* **WHAT IS REQUIRED**
Search the material for the string "logo", then return every line where it is found.
BEGIN TASK DATA
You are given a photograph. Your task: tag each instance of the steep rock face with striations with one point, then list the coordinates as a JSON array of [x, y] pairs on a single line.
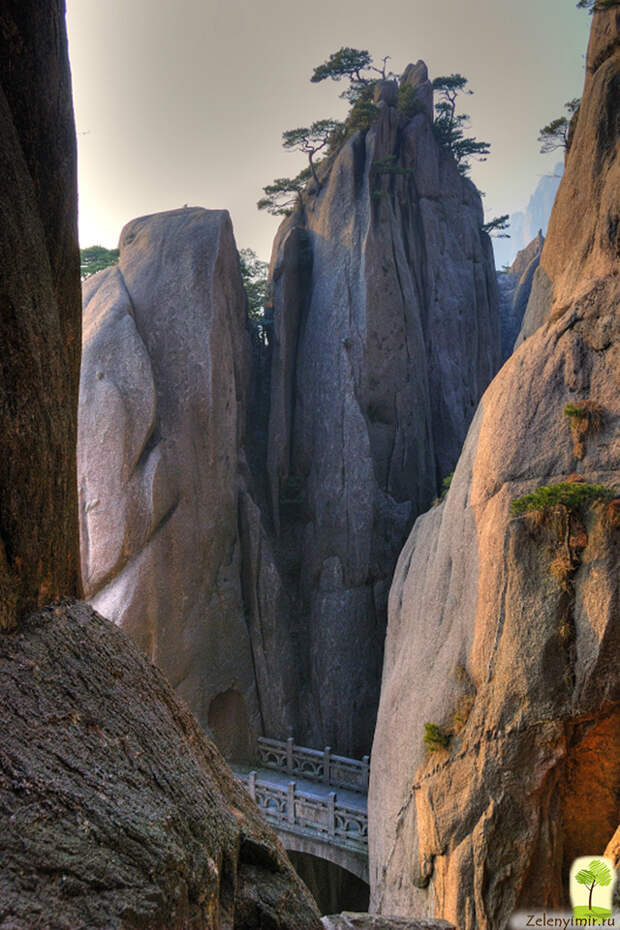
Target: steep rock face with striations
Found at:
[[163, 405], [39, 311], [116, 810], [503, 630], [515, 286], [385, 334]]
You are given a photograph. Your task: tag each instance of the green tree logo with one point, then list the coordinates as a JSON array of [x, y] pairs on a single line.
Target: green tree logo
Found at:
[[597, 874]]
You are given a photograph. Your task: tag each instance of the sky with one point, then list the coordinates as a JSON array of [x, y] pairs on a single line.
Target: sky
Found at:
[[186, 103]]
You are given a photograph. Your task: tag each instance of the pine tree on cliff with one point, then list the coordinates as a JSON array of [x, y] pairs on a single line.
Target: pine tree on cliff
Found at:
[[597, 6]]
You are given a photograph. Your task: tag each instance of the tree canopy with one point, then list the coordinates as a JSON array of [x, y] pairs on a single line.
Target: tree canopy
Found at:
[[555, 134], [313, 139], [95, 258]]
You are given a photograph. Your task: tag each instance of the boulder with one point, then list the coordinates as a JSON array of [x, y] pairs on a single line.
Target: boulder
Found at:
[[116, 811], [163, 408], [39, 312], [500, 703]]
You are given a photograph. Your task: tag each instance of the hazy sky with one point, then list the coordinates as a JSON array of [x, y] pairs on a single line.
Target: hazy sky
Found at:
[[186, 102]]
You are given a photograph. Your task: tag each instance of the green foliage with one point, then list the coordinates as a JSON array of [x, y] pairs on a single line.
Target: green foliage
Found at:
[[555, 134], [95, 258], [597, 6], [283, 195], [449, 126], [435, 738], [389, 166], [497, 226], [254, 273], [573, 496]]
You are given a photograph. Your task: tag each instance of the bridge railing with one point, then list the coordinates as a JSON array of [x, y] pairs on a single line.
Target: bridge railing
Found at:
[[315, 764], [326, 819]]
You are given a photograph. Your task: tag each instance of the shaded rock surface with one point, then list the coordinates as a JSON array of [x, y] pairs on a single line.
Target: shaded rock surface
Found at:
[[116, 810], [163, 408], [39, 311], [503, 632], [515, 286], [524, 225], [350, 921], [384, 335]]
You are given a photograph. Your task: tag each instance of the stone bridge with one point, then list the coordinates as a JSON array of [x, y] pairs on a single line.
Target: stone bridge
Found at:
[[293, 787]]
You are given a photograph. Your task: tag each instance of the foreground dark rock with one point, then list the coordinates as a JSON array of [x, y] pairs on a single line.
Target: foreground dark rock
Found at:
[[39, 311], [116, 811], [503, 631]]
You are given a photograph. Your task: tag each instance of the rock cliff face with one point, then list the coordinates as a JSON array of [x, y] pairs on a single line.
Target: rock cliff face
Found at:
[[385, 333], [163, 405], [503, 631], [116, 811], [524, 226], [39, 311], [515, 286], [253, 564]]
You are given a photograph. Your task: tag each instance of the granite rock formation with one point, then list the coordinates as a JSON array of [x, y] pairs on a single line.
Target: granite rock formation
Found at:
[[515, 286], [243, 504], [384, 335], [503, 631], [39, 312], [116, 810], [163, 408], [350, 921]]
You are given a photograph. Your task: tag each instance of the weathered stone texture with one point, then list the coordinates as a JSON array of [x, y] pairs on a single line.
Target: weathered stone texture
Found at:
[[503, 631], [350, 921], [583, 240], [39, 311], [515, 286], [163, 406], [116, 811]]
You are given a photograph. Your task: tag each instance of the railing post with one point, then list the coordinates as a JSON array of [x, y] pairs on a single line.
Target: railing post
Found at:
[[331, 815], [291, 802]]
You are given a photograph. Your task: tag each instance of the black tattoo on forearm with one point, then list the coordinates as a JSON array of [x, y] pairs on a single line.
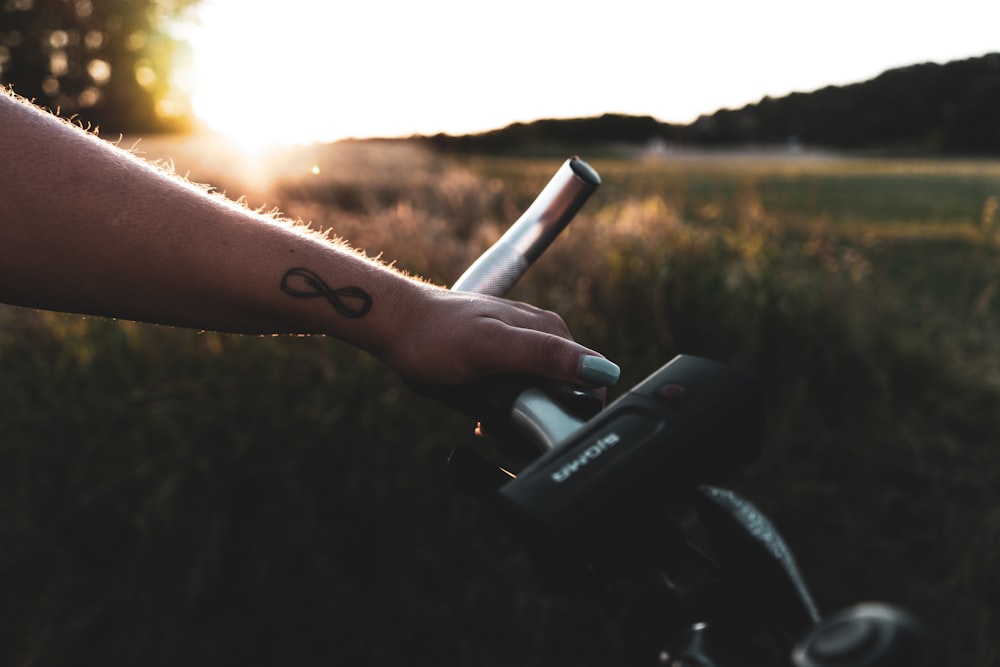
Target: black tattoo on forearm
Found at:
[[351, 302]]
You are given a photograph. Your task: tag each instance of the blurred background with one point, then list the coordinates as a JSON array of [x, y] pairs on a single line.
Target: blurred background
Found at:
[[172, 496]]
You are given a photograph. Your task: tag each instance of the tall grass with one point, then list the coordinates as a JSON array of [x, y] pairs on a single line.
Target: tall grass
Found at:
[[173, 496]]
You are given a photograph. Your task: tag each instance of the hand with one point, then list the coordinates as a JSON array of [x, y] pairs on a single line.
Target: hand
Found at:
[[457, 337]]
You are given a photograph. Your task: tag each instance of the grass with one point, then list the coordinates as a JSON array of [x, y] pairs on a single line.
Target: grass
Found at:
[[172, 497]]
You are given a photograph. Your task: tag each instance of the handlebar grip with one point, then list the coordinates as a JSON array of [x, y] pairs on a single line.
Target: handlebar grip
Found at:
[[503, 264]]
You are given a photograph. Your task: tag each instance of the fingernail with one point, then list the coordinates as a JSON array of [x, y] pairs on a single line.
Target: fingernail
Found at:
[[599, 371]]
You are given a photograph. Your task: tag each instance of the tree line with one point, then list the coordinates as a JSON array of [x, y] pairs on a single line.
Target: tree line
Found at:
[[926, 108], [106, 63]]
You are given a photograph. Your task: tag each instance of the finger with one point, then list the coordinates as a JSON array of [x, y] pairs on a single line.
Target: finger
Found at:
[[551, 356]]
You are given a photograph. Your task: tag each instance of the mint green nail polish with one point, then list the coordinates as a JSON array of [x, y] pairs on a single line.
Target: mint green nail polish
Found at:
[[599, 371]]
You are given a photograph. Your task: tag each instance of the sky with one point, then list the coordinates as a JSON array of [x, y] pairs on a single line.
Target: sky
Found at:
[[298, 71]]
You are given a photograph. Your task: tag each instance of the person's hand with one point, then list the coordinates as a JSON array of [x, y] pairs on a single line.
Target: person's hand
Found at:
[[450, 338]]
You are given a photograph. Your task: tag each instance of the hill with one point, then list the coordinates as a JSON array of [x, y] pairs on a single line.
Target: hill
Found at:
END TASK DATA
* **RESPONSE AREA**
You are given a photograph. Your task: tag each instance of the green tree logo with one point, then list the coordinates as a JSON array of [x, y] pairs on a single line.
Target: green tree logo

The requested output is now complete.